**MATERIAL SUPPLIED**.

━━━━━━

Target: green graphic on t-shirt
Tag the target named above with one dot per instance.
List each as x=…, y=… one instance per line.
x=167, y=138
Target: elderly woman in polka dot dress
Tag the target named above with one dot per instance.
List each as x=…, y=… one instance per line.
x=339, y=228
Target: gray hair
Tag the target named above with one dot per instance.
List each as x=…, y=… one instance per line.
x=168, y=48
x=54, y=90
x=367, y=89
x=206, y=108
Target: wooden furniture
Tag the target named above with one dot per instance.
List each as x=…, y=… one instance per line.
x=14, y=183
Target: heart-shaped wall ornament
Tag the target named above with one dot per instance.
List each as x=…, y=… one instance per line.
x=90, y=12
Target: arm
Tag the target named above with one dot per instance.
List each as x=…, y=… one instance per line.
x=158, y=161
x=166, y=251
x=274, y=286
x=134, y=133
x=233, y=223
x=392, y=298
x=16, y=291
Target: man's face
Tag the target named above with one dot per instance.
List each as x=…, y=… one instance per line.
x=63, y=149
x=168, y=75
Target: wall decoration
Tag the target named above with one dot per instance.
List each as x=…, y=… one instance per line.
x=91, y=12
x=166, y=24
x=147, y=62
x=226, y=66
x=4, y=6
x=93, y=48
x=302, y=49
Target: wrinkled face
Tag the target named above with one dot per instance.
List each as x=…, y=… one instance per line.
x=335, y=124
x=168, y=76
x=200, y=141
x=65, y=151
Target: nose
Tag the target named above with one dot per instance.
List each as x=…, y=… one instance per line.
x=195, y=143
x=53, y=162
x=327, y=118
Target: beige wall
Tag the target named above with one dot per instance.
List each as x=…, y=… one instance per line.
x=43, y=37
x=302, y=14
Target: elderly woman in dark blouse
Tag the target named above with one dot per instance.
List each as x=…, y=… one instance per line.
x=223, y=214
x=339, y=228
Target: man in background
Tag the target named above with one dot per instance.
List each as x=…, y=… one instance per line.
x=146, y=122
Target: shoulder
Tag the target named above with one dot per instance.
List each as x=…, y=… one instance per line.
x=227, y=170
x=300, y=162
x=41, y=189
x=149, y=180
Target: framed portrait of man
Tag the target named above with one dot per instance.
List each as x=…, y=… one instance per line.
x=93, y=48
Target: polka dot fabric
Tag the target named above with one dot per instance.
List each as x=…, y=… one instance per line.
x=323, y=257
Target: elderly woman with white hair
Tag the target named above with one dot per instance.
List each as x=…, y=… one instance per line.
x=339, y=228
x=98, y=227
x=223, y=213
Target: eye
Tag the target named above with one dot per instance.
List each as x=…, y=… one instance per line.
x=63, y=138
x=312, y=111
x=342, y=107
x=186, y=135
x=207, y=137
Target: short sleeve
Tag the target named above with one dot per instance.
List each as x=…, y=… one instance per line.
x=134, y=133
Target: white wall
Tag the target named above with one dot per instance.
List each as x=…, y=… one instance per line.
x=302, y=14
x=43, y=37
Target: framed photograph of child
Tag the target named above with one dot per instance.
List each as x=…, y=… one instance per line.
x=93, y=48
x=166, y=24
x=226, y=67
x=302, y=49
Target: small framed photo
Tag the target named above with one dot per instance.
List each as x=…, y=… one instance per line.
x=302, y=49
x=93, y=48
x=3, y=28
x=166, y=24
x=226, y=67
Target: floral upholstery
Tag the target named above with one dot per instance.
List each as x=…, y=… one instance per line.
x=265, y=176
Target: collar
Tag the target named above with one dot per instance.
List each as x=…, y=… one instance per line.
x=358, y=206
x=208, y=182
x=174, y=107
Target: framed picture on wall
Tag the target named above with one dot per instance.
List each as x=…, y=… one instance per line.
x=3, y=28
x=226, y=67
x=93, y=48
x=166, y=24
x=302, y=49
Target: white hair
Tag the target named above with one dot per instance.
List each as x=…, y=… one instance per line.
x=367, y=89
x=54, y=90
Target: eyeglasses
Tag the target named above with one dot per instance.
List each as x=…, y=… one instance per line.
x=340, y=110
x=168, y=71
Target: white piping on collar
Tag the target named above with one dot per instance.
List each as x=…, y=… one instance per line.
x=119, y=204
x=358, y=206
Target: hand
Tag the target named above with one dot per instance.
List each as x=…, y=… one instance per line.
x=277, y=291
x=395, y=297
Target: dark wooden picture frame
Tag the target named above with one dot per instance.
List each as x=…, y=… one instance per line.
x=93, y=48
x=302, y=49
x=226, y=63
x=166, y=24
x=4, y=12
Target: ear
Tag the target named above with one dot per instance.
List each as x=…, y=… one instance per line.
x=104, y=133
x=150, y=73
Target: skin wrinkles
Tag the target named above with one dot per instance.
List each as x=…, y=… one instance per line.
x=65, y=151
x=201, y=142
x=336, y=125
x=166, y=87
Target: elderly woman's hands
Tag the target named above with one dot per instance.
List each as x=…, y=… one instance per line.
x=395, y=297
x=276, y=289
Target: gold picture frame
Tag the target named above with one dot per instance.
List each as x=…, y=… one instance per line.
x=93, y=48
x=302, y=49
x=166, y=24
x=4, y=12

━━━━━━

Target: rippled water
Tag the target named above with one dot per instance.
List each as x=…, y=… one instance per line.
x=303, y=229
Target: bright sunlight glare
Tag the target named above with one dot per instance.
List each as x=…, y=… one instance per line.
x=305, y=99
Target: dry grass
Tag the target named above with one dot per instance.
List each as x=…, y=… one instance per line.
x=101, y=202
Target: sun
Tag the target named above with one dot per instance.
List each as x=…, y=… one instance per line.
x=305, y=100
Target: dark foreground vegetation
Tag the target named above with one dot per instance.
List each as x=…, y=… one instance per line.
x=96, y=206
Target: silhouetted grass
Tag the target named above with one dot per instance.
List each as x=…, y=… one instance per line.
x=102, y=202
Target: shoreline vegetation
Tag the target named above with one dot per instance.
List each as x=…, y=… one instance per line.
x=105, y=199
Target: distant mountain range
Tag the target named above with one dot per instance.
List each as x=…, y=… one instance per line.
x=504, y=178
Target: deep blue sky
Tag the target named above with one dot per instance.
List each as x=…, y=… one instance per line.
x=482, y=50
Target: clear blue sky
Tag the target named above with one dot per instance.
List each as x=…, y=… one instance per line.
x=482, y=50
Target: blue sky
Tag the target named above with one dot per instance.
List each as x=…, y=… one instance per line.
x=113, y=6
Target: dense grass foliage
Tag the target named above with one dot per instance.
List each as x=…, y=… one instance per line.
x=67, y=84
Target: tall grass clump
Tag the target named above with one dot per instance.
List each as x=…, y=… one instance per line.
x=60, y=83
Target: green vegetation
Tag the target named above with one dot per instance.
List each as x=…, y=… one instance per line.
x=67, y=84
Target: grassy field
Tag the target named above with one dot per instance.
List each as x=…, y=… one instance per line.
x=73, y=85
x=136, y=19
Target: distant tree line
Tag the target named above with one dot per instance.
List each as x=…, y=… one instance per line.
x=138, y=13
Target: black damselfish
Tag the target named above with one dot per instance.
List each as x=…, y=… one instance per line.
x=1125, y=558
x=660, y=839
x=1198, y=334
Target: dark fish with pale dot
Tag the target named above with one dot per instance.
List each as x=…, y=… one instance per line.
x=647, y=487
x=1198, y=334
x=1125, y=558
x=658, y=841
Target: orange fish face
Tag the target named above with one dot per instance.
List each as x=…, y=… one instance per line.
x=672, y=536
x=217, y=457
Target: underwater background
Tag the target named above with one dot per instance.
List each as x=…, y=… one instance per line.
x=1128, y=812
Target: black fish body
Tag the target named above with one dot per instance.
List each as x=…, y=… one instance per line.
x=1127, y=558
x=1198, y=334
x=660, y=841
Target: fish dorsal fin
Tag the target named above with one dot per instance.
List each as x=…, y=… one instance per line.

━━━━━━

**WRITTEN PROBLEM**. Reproduce the records above word for word, beginning with the line that contains "Target: wooden furniture" and continuing through the line that contains "x=168, y=75".

**RESULT FOR THIS EXERCISE**.
Target: wooden furniture
Tag the target named above with one dot per instance.
List each as x=…, y=… one instance per line.
x=14, y=183
Target: heart-shaped wall ornament
Tag the target named above with one dot per instance.
List each as x=…, y=… one instance per line.
x=90, y=12
Target: arm
Tag the target named above with one dot per instance.
List each as x=…, y=… one instance per line.
x=158, y=161
x=166, y=251
x=274, y=286
x=134, y=133
x=233, y=223
x=392, y=298
x=16, y=291
Target: man's face
Tag the target named above with one dot per instance.
List each as x=…, y=… one instance per line.
x=63, y=149
x=168, y=75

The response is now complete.